**Short task:** Report how many lines of the listing below contain the word "shirt", giving only the number.
◆ ◆ ◆
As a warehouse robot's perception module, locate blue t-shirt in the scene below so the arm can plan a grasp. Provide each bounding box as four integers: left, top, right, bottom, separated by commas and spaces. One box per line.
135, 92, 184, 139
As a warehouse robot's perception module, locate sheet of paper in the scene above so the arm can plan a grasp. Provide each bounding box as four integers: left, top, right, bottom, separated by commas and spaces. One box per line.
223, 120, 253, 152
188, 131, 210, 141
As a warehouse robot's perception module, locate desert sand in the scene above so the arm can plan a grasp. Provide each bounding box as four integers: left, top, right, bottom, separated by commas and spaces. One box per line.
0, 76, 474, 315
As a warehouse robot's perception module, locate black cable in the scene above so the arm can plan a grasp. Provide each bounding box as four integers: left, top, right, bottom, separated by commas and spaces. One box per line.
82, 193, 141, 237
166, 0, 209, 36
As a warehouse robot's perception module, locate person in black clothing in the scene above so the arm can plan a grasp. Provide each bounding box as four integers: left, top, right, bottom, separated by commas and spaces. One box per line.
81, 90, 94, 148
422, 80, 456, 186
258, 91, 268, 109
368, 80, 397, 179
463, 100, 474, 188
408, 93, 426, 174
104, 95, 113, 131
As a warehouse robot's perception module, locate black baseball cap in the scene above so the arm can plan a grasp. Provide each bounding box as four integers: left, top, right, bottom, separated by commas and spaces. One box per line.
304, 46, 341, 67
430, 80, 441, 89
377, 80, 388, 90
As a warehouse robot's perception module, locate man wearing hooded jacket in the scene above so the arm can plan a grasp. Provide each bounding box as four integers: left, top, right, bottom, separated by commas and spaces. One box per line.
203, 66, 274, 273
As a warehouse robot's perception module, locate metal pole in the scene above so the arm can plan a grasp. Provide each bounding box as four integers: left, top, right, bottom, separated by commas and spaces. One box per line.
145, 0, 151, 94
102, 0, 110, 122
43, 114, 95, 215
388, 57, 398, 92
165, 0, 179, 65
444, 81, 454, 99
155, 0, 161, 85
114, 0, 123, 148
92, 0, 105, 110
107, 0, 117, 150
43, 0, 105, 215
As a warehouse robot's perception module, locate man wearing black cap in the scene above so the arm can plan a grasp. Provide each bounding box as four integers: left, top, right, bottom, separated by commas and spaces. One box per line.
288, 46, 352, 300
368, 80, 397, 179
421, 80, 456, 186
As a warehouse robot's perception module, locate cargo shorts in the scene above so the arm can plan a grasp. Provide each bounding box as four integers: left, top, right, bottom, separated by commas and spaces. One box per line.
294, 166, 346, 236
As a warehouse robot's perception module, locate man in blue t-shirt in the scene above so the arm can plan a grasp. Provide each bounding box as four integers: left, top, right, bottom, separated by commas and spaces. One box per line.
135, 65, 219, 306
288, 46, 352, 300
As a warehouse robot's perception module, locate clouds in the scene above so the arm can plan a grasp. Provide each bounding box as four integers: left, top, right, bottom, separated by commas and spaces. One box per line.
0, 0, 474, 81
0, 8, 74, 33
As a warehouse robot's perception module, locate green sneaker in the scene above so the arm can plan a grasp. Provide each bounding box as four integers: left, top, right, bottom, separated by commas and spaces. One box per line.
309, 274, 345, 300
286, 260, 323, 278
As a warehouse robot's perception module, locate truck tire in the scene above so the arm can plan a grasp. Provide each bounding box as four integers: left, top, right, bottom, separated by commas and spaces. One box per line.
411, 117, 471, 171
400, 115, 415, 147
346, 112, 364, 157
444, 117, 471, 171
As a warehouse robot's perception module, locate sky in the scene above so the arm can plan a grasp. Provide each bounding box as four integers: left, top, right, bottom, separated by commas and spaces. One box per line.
◆ ◆ ◆
**Exercise solution:** 2